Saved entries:
_ _ _

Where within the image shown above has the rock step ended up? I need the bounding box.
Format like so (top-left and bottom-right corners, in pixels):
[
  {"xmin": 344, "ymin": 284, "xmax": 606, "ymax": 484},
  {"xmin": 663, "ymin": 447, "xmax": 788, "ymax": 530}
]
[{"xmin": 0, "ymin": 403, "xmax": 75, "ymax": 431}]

_ _ _

What you give back should match the entries above exactly.

■ Response below ■
Where within the image shown above has the rock step ended up? I need the bounding box.
Format like so (top-left and bottom-right corners, in pixels):
[
  {"xmin": 344, "ymin": 284, "xmax": 606, "ymax": 484},
  {"xmin": 663, "ymin": 447, "xmax": 788, "ymax": 530}
]
[{"xmin": 0, "ymin": 403, "xmax": 75, "ymax": 431}]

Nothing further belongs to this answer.